AIM OF THE TASK. Once the line holding "Thank you for the photo. Could you please identify the hillside" is found in the listing below, write it out and each later line exactly, up to and including the one holding "Thank you for the photo. Could you please identify the orange".

** Opening INFORMATION SHOWN block **

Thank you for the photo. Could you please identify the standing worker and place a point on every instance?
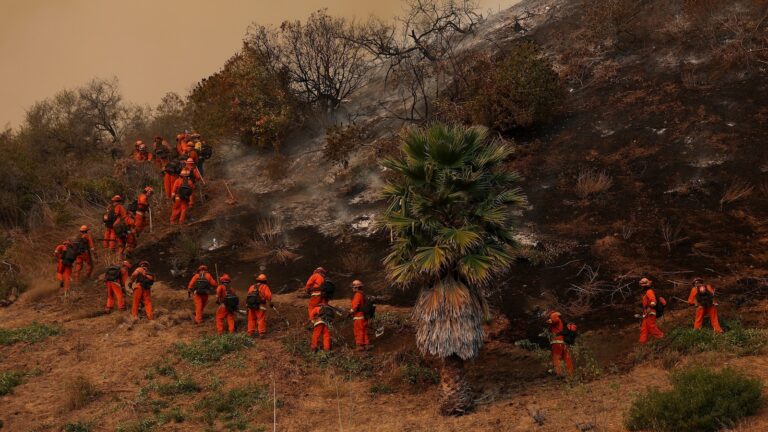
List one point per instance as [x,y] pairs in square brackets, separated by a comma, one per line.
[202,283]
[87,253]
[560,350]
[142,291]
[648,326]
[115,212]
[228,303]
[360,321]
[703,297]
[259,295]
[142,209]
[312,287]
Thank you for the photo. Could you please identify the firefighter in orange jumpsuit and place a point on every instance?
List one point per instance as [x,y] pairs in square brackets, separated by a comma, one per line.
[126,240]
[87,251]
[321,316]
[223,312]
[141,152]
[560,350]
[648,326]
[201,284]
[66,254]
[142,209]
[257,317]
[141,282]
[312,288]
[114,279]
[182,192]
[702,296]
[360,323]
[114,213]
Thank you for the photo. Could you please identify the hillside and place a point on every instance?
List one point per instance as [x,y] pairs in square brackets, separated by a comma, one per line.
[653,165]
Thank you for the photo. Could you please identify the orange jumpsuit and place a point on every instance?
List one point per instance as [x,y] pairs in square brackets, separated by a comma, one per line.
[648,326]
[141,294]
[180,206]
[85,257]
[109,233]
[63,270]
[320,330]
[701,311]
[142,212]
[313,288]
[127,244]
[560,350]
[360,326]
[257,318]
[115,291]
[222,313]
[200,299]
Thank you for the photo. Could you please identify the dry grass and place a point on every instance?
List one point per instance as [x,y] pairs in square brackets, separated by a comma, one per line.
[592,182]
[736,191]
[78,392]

** Closing INFORMATION SHOWN block **
** Opening INFORMATION SHOWN block **

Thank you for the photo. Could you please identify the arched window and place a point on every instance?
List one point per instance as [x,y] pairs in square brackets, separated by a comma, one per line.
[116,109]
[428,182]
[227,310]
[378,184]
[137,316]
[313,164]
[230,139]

** Closing INFORMATION SHOWN block **
** Opening INFORMATION SHOWN block **

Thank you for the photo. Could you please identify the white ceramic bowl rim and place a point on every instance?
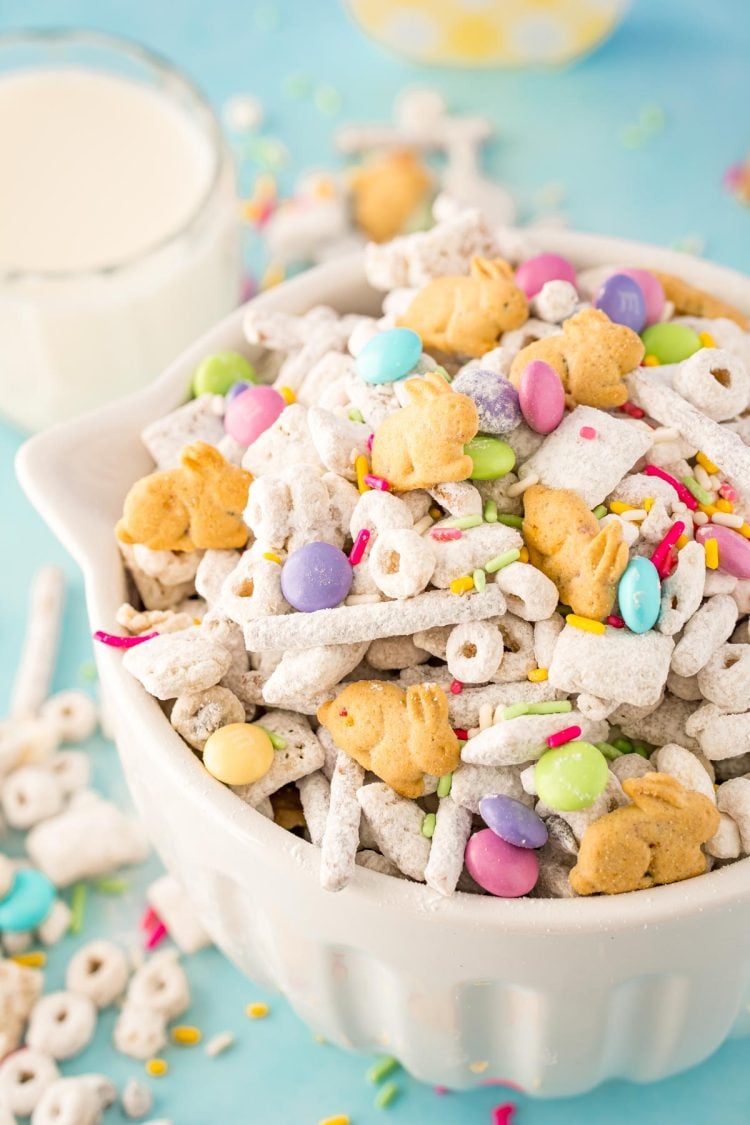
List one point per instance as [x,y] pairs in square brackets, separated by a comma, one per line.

** Closing INFORMATION SHOWN block **

ANSWER FOR THE TASK.
Thank you for the photo. Could you please identify the hillside and place a point on every instance?
List one point per instance as [x,y] pairs in square brackets, separated by a comma, one per line.
[653,165]
Thank you for the photo. Could you please identify the orange jumpsuit and place a point on every instance?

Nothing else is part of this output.